■ Passage:
Station InitiativesWellness Wednesday


Overcoming language barriers in healthcare

Posted at 9:14 AM, Jun 15, 2023

The medical terminology used at your doctor’s appointment can be confusing…even when English is your first language.

In medicine, patients with limited English proficiency are more likely to get the wrong type or dosage of medicine. They’re also more likely to get the wrong diagnosis, miss appointments, and misunderstand the recommended treatment.

In Utah, Intermountain Health is making it possible for patients to overcome those language barriers.

Carlos Martinez is an interpreter who oversees interpretation and translation services for all of Intermountain Health.

“We have close to 80 interpreters in our team in eight different languages where their largest employer of professional interpreters in the state,” said Martinez.

There’s no one path to become a professional interpreter.

“From people who were doctors in other countries and moved to the US and now are using their knowledge to help interpret to people that came to this country as refugees, knowing no English, who were dependent on interpreters,” Matinez said there are many ways to utilize your language skills to help others.

■ Task to complete:
Decide whether each statement agrees with the article on language barriers in healthcare. Answer yes or no for each, and quote the words of the article that decide it.
1. Patients with limited English proficiency are more likely to miss appointments.
2. Carlos Martinez oversees interpretation and translation services for only part of Intermountain Health.
3. Becoming a professional interpreter requires following one set path.
Rely only on the text above, with no outside knowledge.

■ Supplied material:
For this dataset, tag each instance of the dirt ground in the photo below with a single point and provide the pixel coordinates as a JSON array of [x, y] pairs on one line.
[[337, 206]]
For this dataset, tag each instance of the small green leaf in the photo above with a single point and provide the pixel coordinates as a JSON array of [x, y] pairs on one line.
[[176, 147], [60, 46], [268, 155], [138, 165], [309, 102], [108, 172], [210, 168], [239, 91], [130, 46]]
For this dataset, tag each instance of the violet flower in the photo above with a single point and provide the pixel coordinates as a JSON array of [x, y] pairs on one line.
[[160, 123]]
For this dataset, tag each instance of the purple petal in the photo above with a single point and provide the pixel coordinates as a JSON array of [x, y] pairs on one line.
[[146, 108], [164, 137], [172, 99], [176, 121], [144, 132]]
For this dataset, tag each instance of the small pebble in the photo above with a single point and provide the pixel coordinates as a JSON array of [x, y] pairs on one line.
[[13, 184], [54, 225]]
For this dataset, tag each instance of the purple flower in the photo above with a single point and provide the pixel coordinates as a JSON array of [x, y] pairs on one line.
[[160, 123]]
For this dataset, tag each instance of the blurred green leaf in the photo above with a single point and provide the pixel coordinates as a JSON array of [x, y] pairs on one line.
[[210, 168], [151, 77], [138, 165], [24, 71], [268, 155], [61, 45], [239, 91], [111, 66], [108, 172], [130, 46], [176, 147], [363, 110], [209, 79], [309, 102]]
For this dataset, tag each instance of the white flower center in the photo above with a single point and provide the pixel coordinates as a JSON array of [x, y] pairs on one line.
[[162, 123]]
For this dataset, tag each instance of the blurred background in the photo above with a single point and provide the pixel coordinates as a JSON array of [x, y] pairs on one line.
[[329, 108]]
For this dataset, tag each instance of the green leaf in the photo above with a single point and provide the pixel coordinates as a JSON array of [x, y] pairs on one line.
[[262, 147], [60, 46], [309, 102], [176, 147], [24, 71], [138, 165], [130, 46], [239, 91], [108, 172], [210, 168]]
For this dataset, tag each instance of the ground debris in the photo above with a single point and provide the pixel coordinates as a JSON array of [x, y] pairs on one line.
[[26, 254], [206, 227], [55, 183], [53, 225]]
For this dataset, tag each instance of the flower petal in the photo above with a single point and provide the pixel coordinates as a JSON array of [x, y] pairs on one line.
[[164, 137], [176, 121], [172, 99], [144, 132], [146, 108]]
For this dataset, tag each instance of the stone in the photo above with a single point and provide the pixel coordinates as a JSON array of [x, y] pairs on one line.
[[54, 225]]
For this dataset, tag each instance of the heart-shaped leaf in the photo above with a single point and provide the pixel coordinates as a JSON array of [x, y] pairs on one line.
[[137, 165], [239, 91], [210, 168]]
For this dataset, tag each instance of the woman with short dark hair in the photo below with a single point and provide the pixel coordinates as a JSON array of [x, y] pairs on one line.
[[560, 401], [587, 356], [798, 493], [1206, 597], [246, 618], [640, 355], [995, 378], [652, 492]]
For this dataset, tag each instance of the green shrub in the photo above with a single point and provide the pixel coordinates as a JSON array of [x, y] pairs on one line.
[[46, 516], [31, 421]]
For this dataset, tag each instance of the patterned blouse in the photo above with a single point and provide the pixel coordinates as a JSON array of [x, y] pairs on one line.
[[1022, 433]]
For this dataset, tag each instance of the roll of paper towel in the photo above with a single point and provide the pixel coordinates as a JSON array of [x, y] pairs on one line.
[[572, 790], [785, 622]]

■ Answer space:
1. Yes: "They’re also more likely to get the wrong diagnosis, miss appointments, and misunderstand the recommended treatment."
2. No: "oversees interpretation and translation services for all of Intermountain Health."
3. No: "There’s no one path to become a professional interpreter."